Stored data
##############################
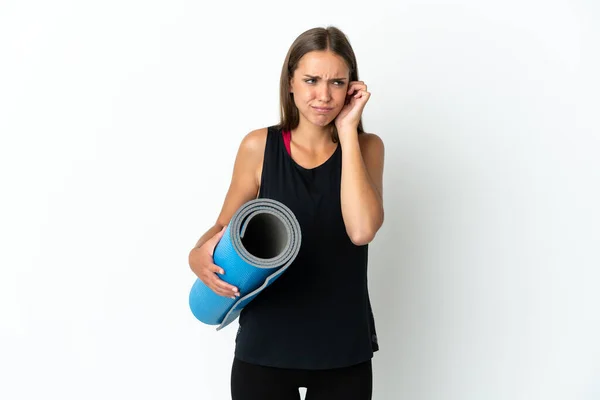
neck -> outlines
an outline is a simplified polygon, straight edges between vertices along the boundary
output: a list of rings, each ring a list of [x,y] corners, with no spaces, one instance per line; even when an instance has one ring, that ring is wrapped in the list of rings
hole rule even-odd
[[[296,129],[292,129],[292,140],[305,148],[322,149],[333,144],[331,141],[332,131],[333,127],[331,126],[303,124],[300,121]]]

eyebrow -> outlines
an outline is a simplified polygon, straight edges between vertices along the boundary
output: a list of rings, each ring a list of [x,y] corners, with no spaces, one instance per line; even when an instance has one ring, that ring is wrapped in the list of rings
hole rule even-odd
[[[320,76],[316,76],[316,75],[307,75],[307,74],[304,74],[304,77],[305,78],[311,78],[311,79],[317,79],[317,78],[321,79]],[[347,80],[347,78],[332,78],[332,79],[330,79],[330,81],[345,81],[345,80]]]

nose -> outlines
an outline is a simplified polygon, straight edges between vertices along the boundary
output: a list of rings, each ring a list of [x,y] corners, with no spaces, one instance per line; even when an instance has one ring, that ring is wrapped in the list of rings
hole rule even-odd
[[[327,82],[322,82],[317,89],[317,97],[320,101],[328,103],[331,100],[331,88]]]

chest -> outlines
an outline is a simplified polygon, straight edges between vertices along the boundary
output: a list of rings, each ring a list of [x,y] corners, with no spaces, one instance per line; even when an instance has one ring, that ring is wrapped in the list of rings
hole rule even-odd
[[[259,197],[282,202],[303,231],[314,236],[344,232],[341,212],[341,159],[338,152],[316,168],[306,169],[285,149],[266,155]]]

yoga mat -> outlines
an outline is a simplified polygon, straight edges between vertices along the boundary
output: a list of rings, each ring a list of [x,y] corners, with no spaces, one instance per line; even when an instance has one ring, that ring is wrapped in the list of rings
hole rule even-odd
[[[231,299],[212,291],[196,278],[189,295],[194,316],[217,331],[233,322],[242,309],[281,276],[300,250],[302,234],[296,216],[283,203],[254,199],[233,215],[215,247],[214,263],[225,270],[219,277],[236,286]]]

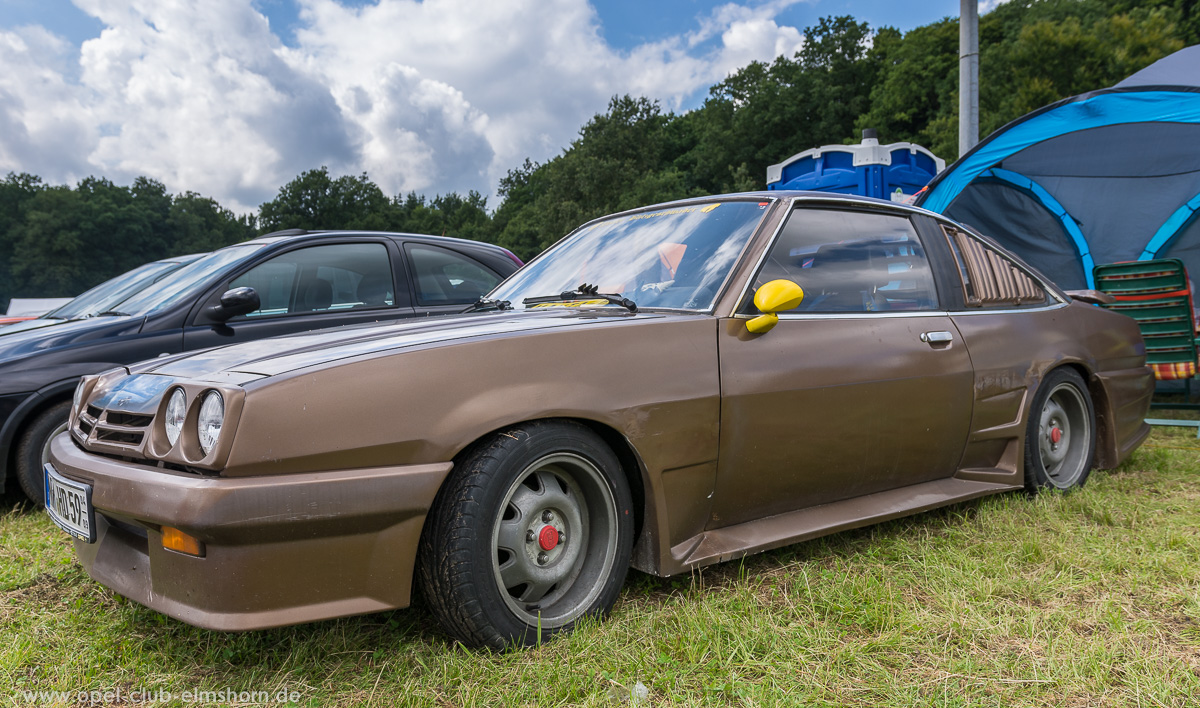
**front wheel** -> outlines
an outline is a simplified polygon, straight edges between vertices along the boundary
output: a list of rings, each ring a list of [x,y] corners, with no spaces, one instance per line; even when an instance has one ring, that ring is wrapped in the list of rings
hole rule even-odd
[[[1051,371],[1033,398],[1025,432],[1025,487],[1082,487],[1096,455],[1096,413],[1083,378]]]
[[[612,450],[577,423],[526,423],[455,464],[425,525],[418,578],[459,641],[528,646],[606,615],[632,547]]]
[[[71,402],[63,401],[38,414],[21,433],[17,443],[17,481],[21,491],[38,506],[46,503],[45,473],[50,461],[50,441],[67,429]]]

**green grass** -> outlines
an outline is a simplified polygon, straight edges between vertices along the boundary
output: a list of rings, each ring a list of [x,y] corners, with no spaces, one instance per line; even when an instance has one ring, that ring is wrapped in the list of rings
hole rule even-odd
[[[1194,435],[1156,429],[1065,496],[991,497],[681,578],[631,573],[609,621],[500,655],[450,643],[420,608],[195,629],[93,582],[10,496],[0,705],[26,705],[22,690],[283,688],[303,706],[610,706],[638,682],[651,705],[1195,705]]]

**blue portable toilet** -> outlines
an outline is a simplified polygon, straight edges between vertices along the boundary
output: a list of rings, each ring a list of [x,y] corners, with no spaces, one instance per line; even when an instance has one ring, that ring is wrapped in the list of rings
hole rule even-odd
[[[771,165],[767,189],[811,189],[907,203],[944,169],[946,161],[920,145],[880,145],[868,128],[858,145],[826,145]]]

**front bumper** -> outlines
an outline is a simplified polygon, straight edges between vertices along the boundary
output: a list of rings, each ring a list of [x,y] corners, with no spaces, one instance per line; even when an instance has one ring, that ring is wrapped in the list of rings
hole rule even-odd
[[[265,629],[406,607],[425,515],[450,462],[223,479],[122,462],[56,437],[51,464],[92,485],[94,579],[188,624]],[[162,526],[204,542],[162,547]]]

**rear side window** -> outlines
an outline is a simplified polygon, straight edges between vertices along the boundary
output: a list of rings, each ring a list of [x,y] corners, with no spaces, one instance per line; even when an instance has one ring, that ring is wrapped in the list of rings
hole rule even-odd
[[[1044,305],[1049,295],[1032,276],[971,234],[942,224],[962,278],[968,308]]]
[[[794,210],[754,289],[776,279],[804,288],[803,302],[789,312],[932,310],[938,302],[925,249],[899,215]]]
[[[502,278],[479,261],[448,248],[409,243],[404,246],[422,305],[465,305],[500,284]]]
[[[247,317],[356,310],[396,304],[392,266],[381,243],[339,243],[289,251],[234,278],[262,307]]]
##############################
[Task instructions] Copy every line above exactly, leaving no picture in the copy.

[Result of this exercise]
neck -> outlines
an outline is a simplified polygon, straight edges between vertices along the boundary
output: a list of rings, each ring a list of [x,y] corners, with no spaces, one instance per line; even when an instance has one ring, that ring is wrapped in the list of rings
hole rule even-odd
[[[296,129],[292,129],[292,140],[305,148],[322,149],[333,144],[331,141],[332,131],[333,127],[331,126],[303,124],[300,121]]]

eyebrow -> outlines
an outline is a simplified polygon, straight edges between vertices along the boundary
output: a list of rings, each ring a list of [x,y] corners, with no spaces, one instance per line; even when an instance has one ring, that ring is wrapped in the list of rings
hole rule even-odd
[[[320,76],[316,76],[316,75],[307,75],[307,74],[304,74],[304,77],[305,78],[311,78],[311,79],[317,79],[317,78],[321,79]],[[347,80],[347,78],[332,78],[332,79],[330,79],[330,81],[345,81],[345,80]]]

nose -> outlines
an outline is a simplified polygon, straight edges between vertices along the boundary
output: a list of rings, each ring a list of [x,y] corners, with no spaces, one instance per line; even when an instance has one ring, that ring is wrapped in the list of rings
hole rule even-odd
[[[327,82],[322,82],[317,89],[317,97],[320,101],[328,103],[331,100],[331,88]]]

chest -> outlines
an outline is a simplified polygon, straight edges between vertices along the boundary
output: a list of rings, each ring a list of [x,y] corners, with no spaces, one instance per line; even when an instance has one ring, that ring is wrapped in the list of rings
hole rule even-odd
[[[259,197],[282,202],[303,231],[314,236],[344,232],[341,212],[341,159],[338,152],[316,168],[306,169],[285,149],[266,155]]]

yoga mat -> outlines
an outline is a simplified polygon, straight edges between vertices along the boundary
output: a list of rings, each ring a list of [x,y] corners, with no spaces, one instance per line; even when an instance has one ring, that ring is wrapped in the list of rings
hole rule even-odd
[[[231,299],[212,291],[196,278],[189,295],[194,316],[217,331],[233,322],[242,309],[281,276],[300,250],[302,234],[296,216],[283,203],[254,199],[233,215],[215,247],[214,263],[225,270],[219,277],[236,286]]]

**front wheel** -> outlines
an outline is a simplified polygon, straight edges between vertices along the boundary
output: a list of rings, each ring a list of [x,y] corners, with no spaces, one instance per line; even when an instance has one ring, that ring is wrapped in the list of rings
hole rule even-odd
[[[1051,371],[1033,398],[1025,432],[1025,487],[1082,487],[1096,455],[1096,413],[1083,378]]]
[[[612,450],[577,423],[526,423],[455,464],[425,525],[418,578],[459,641],[528,646],[606,615],[632,547]]]
[[[71,402],[63,401],[38,414],[21,433],[17,443],[17,481],[21,491],[38,506],[46,503],[45,473],[50,461],[50,441],[67,429]]]

**green grass** -> outlines
an outline is a simplified polygon, straight edges between vertices along the boundary
output: a list of rings, each ring a list of [x,y] corners, with no spaces, one instance per line; even when an instance has one ring, that ring is wrapped in the list of rings
hole rule even-odd
[[[1194,435],[1156,429],[1065,496],[991,497],[681,578],[631,573],[609,621],[500,655],[450,643],[420,608],[195,629],[93,582],[10,496],[0,705],[26,705],[22,690],[283,688],[303,706],[610,706],[638,682],[651,705],[1195,705]]]

**blue portable toilet** -> outlines
an outline is a simplified polygon, straight edges between vertices along the boundary
output: a list of rings, each ring a list of [x,y] corners, with no spaces, one instance per line; even when an instance has one ring, that ring is wrapped in the list of rings
hole rule even-odd
[[[771,165],[767,189],[811,189],[907,203],[944,169],[946,161],[920,145],[880,145],[868,128],[858,145],[826,145]]]

**front bumper** -> outlines
an outline is a simplified polygon, straight edges between vertices along the boundary
output: a list of rings, each ring a list of [x,y] corners, with no spaces, one instance per line; even when an instance has one ring, that ring is wrapped in the list of rings
hole rule even-odd
[[[265,629],[406,607],[425,515],[450,462],[223,479],[122,462],[56,437],[51,464],[92,485],[94,579],[188,624]],[[162,526],[204,542],[162,547]]]

**rear side window** -> outlines
an outline is a simplified polygon, straight edges between vertices along the boundary
output: a list of rings, each ring a list of [x,y] corners, with no spaces, one instance per line; even when an instance has one ring, that ring is wrapped in the list of rings
hole rule even-odd
[[[1044,305],[1049,295],[1032,276],[971,234],[942,224],[962,278],[968,308]]]
[[[794,210],[754,289],[776,279],[804,288],[803,302],[789,312],[932,310],[938,302],[925,249],[899,215]]]
[[[502,278],[479,261],[448,248],[409,243],[404,246],[422,305],[465,305],[500,284]]]
[[[247,317],[356,310],[396,304],[392,266],[381,243],[339,243],[289,251],[234,278],[262,307]]]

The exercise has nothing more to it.